• What is needed:
Could you write out the rows again, starting at the line that contains "Can you confirm the presence of any steel" and ending at the line that contains "left=111, top=146, right=141, bottom=195", with all their wording kept and every box coordinate in the answers moved by -90? Give only those lines.

• Data:
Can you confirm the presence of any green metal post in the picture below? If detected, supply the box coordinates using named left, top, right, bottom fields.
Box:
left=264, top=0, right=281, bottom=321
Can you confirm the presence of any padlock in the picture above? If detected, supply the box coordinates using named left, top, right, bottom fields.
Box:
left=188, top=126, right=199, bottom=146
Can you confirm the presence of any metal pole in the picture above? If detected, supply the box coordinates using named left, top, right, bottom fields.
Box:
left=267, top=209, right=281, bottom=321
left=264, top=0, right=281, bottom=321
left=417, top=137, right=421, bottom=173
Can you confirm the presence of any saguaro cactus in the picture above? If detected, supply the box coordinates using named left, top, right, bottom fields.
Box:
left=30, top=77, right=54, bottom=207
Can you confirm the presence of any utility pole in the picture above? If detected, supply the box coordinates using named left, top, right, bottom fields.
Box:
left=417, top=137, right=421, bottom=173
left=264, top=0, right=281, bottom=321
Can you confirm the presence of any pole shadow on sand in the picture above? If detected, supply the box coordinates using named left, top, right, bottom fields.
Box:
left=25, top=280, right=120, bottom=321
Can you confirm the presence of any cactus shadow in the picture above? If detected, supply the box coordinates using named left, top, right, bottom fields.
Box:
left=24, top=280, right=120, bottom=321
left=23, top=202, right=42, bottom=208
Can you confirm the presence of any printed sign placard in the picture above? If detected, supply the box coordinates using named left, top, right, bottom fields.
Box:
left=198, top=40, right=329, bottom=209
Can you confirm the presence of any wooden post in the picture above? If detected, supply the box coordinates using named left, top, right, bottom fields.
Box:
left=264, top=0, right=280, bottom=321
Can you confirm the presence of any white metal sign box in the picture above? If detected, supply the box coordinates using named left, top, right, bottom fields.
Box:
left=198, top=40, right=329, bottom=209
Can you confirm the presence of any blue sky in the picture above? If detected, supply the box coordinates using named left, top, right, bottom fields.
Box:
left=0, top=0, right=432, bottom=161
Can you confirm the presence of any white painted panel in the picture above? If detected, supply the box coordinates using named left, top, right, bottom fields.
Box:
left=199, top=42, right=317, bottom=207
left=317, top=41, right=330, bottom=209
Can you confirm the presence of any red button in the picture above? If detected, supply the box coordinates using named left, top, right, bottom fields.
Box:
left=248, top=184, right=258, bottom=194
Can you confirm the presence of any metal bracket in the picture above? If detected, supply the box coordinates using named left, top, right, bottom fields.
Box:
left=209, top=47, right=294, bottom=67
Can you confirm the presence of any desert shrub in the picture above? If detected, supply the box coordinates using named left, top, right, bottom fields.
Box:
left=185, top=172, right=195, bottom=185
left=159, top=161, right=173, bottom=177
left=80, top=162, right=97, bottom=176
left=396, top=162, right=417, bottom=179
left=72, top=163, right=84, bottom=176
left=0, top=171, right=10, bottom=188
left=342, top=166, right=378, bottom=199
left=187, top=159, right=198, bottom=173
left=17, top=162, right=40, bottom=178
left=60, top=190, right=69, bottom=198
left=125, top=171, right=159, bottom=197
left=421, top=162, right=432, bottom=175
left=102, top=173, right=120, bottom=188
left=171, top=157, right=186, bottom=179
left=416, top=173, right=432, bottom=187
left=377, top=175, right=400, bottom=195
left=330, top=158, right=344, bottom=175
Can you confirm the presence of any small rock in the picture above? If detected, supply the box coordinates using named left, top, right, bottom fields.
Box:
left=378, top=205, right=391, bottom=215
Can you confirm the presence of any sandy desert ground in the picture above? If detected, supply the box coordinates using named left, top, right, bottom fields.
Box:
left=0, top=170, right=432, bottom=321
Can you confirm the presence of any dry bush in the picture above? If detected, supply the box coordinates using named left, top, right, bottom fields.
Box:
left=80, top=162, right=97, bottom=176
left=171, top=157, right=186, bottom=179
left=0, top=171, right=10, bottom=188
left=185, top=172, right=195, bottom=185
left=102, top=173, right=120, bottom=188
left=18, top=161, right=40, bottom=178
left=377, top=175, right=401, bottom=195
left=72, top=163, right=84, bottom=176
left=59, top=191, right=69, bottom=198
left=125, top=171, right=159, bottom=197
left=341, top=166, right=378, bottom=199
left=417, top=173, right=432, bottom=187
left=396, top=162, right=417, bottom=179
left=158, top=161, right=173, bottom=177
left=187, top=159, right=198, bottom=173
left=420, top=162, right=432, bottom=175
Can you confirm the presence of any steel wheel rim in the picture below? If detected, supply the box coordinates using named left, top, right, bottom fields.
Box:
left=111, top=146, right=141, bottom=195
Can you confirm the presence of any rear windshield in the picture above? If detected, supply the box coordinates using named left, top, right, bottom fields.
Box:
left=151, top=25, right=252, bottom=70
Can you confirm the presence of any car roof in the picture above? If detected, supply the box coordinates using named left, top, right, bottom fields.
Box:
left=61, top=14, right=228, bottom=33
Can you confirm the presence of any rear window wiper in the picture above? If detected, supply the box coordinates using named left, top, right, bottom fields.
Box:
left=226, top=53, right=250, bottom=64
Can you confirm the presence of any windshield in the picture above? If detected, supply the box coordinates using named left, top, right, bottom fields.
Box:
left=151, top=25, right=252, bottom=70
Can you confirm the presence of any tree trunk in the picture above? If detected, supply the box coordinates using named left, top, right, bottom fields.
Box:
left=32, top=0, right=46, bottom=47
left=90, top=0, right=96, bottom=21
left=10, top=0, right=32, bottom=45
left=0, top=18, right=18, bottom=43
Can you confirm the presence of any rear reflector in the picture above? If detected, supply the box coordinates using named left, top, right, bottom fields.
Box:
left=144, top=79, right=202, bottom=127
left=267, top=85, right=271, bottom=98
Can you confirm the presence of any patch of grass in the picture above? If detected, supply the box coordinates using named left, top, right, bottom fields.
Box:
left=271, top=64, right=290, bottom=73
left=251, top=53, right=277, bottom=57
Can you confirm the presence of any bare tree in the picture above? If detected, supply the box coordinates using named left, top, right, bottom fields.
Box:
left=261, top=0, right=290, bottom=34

• Exercise solution:
Can you confirm the presence of any steel wheel rim in the picture below? If detected, supply the box coordinates using named left, top, right, bottom fields.
Box:
left=21, top=56, right=51, bottom=105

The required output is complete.